┌─ Entries shown
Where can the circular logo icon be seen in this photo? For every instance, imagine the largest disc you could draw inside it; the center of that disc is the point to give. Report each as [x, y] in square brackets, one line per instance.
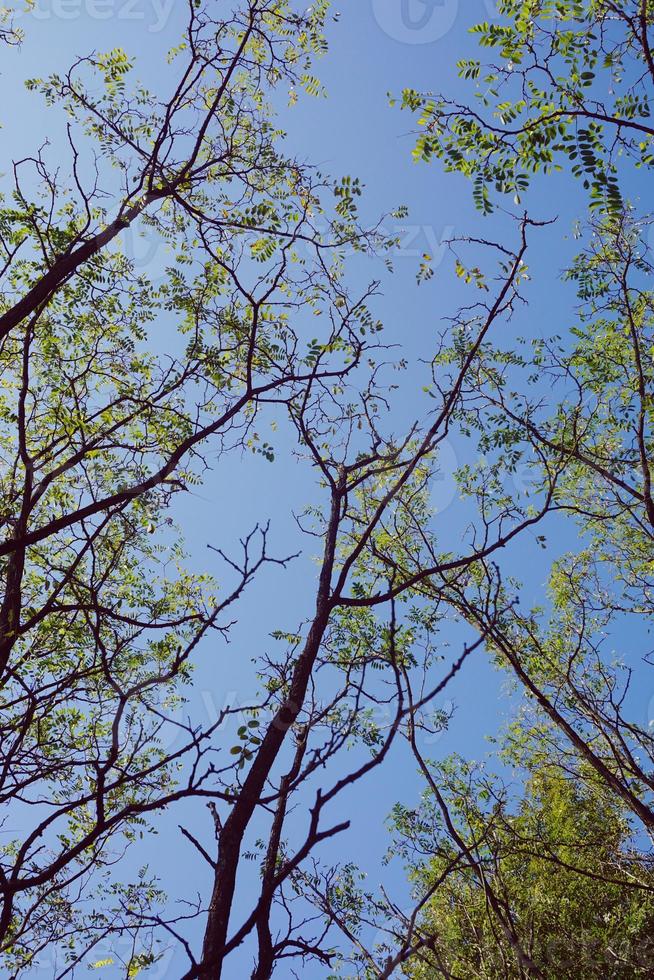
[416, 21]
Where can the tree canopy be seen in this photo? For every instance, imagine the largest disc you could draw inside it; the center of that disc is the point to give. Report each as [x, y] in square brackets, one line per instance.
[120, 392]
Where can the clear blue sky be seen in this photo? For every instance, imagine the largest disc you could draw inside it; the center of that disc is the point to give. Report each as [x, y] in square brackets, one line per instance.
[377, 46]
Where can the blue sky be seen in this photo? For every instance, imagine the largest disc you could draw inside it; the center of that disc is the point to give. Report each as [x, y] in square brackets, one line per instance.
[377, 46]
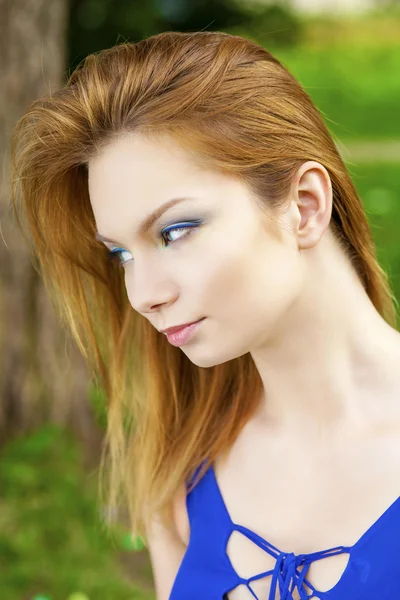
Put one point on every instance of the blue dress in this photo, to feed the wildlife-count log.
(206, 572)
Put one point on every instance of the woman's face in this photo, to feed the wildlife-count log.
(214, 256)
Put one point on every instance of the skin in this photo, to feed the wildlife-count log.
(281, 288)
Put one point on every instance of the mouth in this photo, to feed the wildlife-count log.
(181, 336)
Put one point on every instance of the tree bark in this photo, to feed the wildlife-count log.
(42, 373)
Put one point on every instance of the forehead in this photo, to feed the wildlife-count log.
(135, 171)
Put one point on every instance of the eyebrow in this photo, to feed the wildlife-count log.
(149, 220)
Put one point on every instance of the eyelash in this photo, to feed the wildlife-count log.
(115, 253)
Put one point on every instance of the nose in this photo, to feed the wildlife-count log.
(149, 287)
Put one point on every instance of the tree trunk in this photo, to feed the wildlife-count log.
(42, 373)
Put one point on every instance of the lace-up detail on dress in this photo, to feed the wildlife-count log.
(287, 576)
(207, 572)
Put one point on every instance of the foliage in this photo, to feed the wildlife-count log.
(52, 543)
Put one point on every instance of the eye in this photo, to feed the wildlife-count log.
(120, 253)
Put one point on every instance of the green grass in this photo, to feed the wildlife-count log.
(379, 189)
(357, 89)
(51, 543)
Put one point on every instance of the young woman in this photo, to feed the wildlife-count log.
(258, 449)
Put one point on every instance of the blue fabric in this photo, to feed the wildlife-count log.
(206, 572)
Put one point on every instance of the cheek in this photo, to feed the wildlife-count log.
(253, 287)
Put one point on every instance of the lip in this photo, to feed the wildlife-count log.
(178, 327)
(183, 334)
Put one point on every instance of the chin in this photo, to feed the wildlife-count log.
(210, 360)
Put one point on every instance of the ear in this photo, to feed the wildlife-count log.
(312, 194)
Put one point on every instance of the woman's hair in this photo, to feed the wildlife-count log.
(238, 109)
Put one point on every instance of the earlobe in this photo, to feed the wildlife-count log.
(314, 202)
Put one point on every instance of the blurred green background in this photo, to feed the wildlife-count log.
(52, 542)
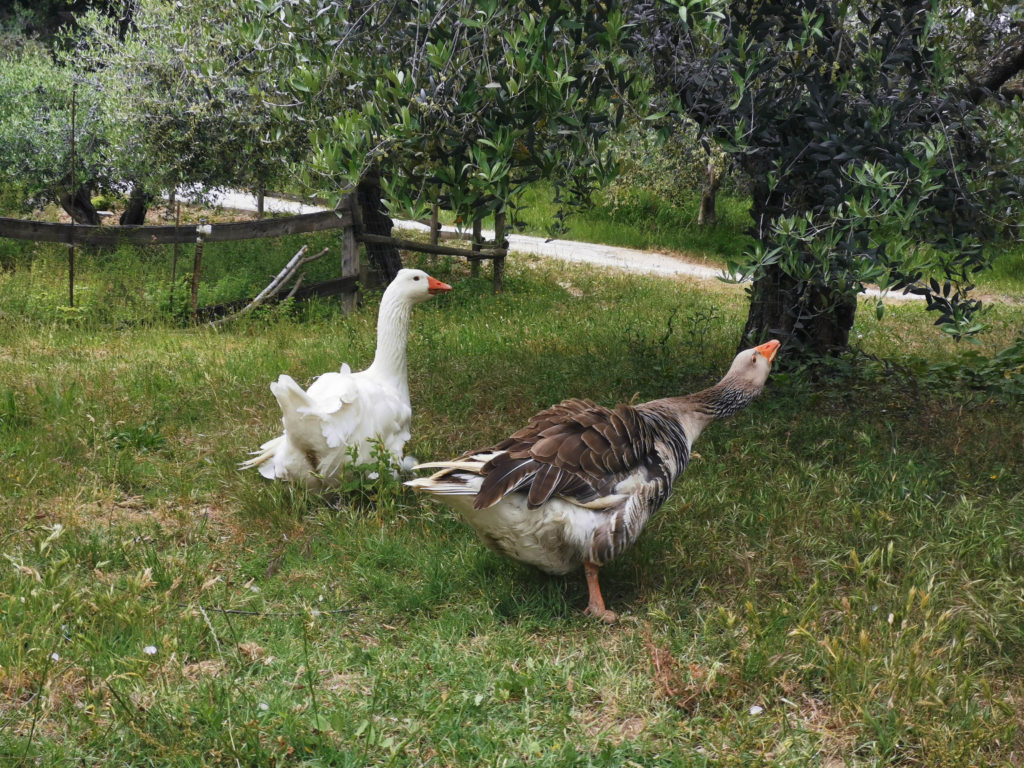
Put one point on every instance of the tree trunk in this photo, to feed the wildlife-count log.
(709, 196)
(384, 258)
(79, 206)
(138, 204)
(811, 321)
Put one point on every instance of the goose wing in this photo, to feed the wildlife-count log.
(577, 449)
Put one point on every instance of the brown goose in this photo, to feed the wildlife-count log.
(577, 485)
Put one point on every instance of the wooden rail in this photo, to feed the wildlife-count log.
(87, 235)
(438, 250)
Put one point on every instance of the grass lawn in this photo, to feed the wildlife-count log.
(837, 581)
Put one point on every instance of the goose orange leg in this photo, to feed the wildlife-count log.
(596, 605)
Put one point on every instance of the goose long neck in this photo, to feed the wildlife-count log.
(694, 412)
(392, 335)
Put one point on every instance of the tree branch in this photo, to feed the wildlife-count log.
(1008, 61)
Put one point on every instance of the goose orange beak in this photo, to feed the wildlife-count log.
(435, 287)
(769, 349)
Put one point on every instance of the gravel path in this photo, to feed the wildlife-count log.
(629, 259)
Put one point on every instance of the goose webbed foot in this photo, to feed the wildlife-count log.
(595, 606)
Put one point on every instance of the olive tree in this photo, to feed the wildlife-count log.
(460, 102)
(866, 140)
(40, 103)
(192, 107)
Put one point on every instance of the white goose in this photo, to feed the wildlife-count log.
(578, 484)
(342, 410)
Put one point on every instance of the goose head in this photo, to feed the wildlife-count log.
(750, 369)
(414, 286)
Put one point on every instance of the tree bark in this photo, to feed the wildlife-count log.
(810, 318)
(709, 196)
(79, 206)
(384, 258)
(138, 204)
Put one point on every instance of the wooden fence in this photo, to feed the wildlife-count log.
(345, 217)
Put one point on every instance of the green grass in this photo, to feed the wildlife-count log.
(845, 555)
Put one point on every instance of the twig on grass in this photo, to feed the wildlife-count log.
(297, 261)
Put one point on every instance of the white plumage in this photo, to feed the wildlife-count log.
(342, 411)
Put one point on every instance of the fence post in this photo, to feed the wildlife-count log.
(350, 254)
(74, 182)
(203, 228)
(474, 265)
(499, 261)
(174, 259)
(435, 226)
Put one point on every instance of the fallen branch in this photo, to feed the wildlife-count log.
(297, 261)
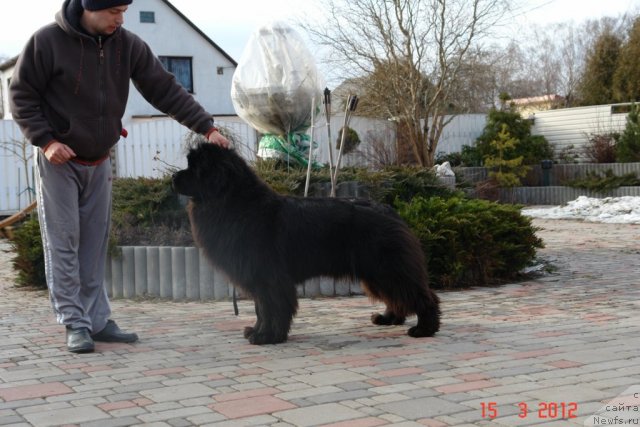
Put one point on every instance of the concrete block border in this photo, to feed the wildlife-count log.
(184, 274)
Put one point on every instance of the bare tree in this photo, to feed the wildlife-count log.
(414, 50)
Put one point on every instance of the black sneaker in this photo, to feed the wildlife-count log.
(79, 340)
(112, 333)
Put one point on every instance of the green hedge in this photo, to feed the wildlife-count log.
(467, 242)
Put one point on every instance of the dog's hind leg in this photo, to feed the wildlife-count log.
(389, 317)
(275, 308)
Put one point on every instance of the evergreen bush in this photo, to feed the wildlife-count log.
(29, 259)
(470, 242)
(467, 242)
(532, 148)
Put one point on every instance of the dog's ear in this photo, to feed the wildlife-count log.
(208, 164)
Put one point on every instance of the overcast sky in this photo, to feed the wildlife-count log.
(229, 23)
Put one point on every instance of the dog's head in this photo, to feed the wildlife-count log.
(210, 169)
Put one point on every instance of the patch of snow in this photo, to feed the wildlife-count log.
(614, 210)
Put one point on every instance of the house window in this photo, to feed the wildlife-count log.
(147, 17)
(181, 68)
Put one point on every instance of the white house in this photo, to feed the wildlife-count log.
(196, 60)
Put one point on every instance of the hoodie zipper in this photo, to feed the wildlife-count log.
(101, 88)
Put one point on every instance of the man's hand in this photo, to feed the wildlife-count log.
(217, 138)
(58, 153)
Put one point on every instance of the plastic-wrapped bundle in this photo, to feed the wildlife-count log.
(276, 81)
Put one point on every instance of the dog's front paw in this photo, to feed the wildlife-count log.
(260, 338)
(417, 332)
(386, 319)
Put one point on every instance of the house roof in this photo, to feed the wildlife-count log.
(11, 62)
(199, 31)
(8, 63)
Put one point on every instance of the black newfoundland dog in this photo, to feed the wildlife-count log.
(267, 243)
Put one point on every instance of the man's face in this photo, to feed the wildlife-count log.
(103, 22)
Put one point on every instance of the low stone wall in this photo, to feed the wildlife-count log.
(184, 274)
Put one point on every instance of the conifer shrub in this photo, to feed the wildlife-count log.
(466, 242)
(470, 242)
(29, 259)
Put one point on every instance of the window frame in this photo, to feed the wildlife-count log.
(168, 63)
└─
§ To do: Quote each line of the listing exactly, but leave the pictures out.

§ Answer for the task:
Where can the circular logo icon be seen in this photo? For every instance, imagine the largest disc you could draw inside it; the center of that disc is the point to give. Report each as [x, y] in square brackets, one line per instance.
[416, 21]
Where can the tree canopy be seen in this photo? For every instance, imagine the largest disc you could draw inside it; the center of that disc is the point to give. Report each as [x, y] in square brackets, one line per instance.
[120, 392]
Where can the clear blue sky be seen in this photo? For every instance, imagine the largest disc you could draw inside it; the center of that disc is the point to give. Report each as [x, y] in square brackets, one line per instance.
[377, 46]
Where can the blue sky be seen in this photo? For every instance, imagine the largest disc you could draw inside it; the center of that disc is the point to give. Report each as [x, y] in square brackets, one line per instance.
[377, 46]
Put one point on every instance of the blue dress in this photo, to feed the wildlife-count log.
(206, 572)
Put one point on every instance of the woman's face in this photo, to feed the wildlife-count log.
(214, 256)
Put one point on every instance of the skin in this photo, to feed the wildlife-count log.
(281, 288)
Put one point on every instance of the mouth in this photo, to feed the wildlife-count log.
(181, 336)
Put one point on every instance of the tree bark in this photo, to feed the wildlife-count log.
(42, 373)
Put one point on every instance of the forehead in this photo, to feed the wildlife-count log.
(135, 171)
Put one point on every instance of the eyebrow in this photo, to feed the wildlife-count log.
(149, 220)
Put one point on every instance of the eyelash in this photo, to feed the wildlife-count log.
(115, 253)
Put one point on every instance of the nose in this photo, to feed the wildlife-count log.
(149, 287)
Put one point on every instance of the tree trunk in this photo, to feed the wildlife-count log.
(42, 373)
Put one point on every instance of the lace-up detail on dress in this photo, to feed the wildlife-count log.
(287, 576)
(207, 572)
Put one point on every instance of the foliage in this photo, to feed the wildlife-count log.
(52, 543)
Put one point on every instance of the eye in this photo, to feed the wildlife-count log.
(120, 253)
Put one point on every instance of the green grass in this photo, to feed the wildlife-count log.
(379, 189)
(357, 89)
(51, 543)
Put one point on every instance of the young woman in this photo, to feed the wildlife-count log.
(258, 449)
Put one point on every instance of the blue fabric in this photo, to feed the wildlife-count log.
(206, 572)
Put one point on every instance of the cheek in this photo, to feed the wildlife-count log.
(253, 287)
Put one point on every instance of the lip in this photo, to feed the wildlife-count log.
(178, 327)
(183, 334)
Put one point on every instance of the chin in this photo, to feed the wildlife-count log.
(210, 360)
Put one point on every instance of the ear in this photo, to feed the wildlife-count log.
(312, 194)
Put one point on every instance of the woman's hair in this photo, to feed the wildlife-count log.
(238, 109)
Put one point on every instance of the earlobe in this photo, to feed the wildlife-count log.
(314, 202)
Put one point on every instance of the blurred green background in this photo, to feed the wildlife-count log.
(52, 542)
Put one point on every instance of the tree trunk in this photo, to feed the wildlife-count log.
(709, 196)
(384, 258)
(79, 206)
(138, 204)
(811, 321)
Put one point on every instance of the goose wing in this photo, to feed the wildlife-count log.
(577, 449)
Put one point on every instance of the brown goose in this photo, to feed the wildlife-count log.
(577, 485)
Put one point on every instance of the wooden rail in this photo, to feed the wildlife-count log.
(87, 235)
(438, 250)
Put one point on every instance of the grass lawn in this photo, to feed the wildlife-count log.
(837, 581)
Put one point on every instance of the goose orange leg in this photo, to feed the wildlife-count log.
(596, 605)
Put one point on every instance of the goose long neck in this photo, to feed the wildlife-count log.
(694, 412)
(392, 335)
Put one point on every instance of the tree branch in this photo, to feed the wildlife-count log.
(1008, 61)
Put one point on every instance of the goose orange beak in this photo, to feed the wildlife-count log.
(435, 287)
(769, 349)
Put one point on every instance of the gravel path in this photo, to feed the wildlife-count log.
(629, 259)
Put one point on every instance of the goose webbed foot in this photo, to feed the wildlife-count log.
(595, 606)
Put one point on every instance of the olive tree in this photo, to feed the wildlife-count log.
(460, 102)
(866, 140)
(40, 103)
(192, 107)
Put one point on every instance of the white goose in this photo, to feed the wildlife-count log.
(578, 484)
(342, 410)
Put one point on every instance of the goose head in this photo, to feed the wildlife-count log.
(750, 369)
(414, 286)
Put one point on every instance of the tree bark in this photo, to feed the wildlife-count log.
(810, 318)
(709, 196)
(79, 206)
(384, 258)
(138, 204)
Put one point on every instance of the wooden fence in this photo, to feed the wildlife-count log.
(345, 217)
Put one point on every instance of the green grass in this photo, to feed the wildlife-count log.
(845, 555)
Put one point on every instance of the twig on grass in this photo, to feed the wildlife-count log.
(297, 261)
Put one point on every instance of the white plumage in this photo, to feed the wildlife-count log.
(342, 411)
Put one point on every instance of the fence post in this photo, to feed the wildlife-count log.
(350, 254)
(74, 182)
(203, 228)
(474, 265)
(499, 261)
(174, 259)
(435, 226)
Put one point on every instance of the fallen branch in this photo, to feed the wildlife-count log.
(297, 261)
Put one point on every instance of the concrete block border in this photo, to feed the wildlife-count log.
(184, 274)
Put one point on every instance of the bare tree in this photo, to feed the wildlife-count log.
(414, 50)
Put one point on every instance of the black sneaker in this photo, to feed the wildlife-count log.
(79, 340)
(112, 333)
Put one point on every instance of the green hedge in this photo, to feed the wildlife-count log.
(467, 242)
Put one point on every instance of the dog's hind leg in this photo, to feed the wildlife-count log.
(389, 317)
(275, 308)
Put one point on every instance of the evergreen bush in this photo, to feed the wildlife-count log.
(29, 259)
(470, 242)
(467, 242)
(532, 148)
Put one point on every instance of the dog's ear in this photo, to feed the wildlife-count log.
(208, 164)
Put one point on every instance of the overcast sky in this photo, to feed the wildlife-count log.
(229, 23)
Put one point on every instance of the dog's head in this photo, to feed the wildlife-count log.
(210, 169)
Put one point on every instance of the patch of snow in this photo, to feed the wildlife-count log.
(614, 210)
Put one point on every instance of the house window in this photo, to feed the wildlife-count log.
(147, 17)
(181, 68)
Put one point on every instance of the white house in this photo, to feed the wildlife-count log.
(196, 60)
Put one point on every instance of the hoodie zipper in this photo, to feed the wildlife-count log.
(101, 88)
Put one point on every instance of the man's hand in this photo, to feed the wildlife-count log.
(217, 138)
(58, 153)
Put one point on every instance of the plastic-wrapped bundle in this photo, to feed the wildlife-count log.
(276, 81)
Put one point on every instance of the dog's front paw in this photo, to feed the wildlife-count log.
(260, 338)
(417, 332)
(386, 319)
Put one point on every instance of the house roof in this photo, to feed the wildlife-count log.
(11, 62)
(199, 31)
(8, 63)
Put one point on every instance of the black newfoundland dog in this photo, to feed the wildlife-count log.
(267, 243)
Put one point on every instance of the man's face in this photo, to feed the wildlife-count log.
(103, 22)
Put one point on every instance of the low stone wall in this photo, to feed the wildlife-count log.
(184, 274)
Put one point on every instance of the conifer shrub in this photo, to feed the wildlife-count log.
(466, 242)
(470, 242)
(29, 259)
Put one point on every instance of the window frame in this photo, to feed the wildlife-count log.
(168, 63)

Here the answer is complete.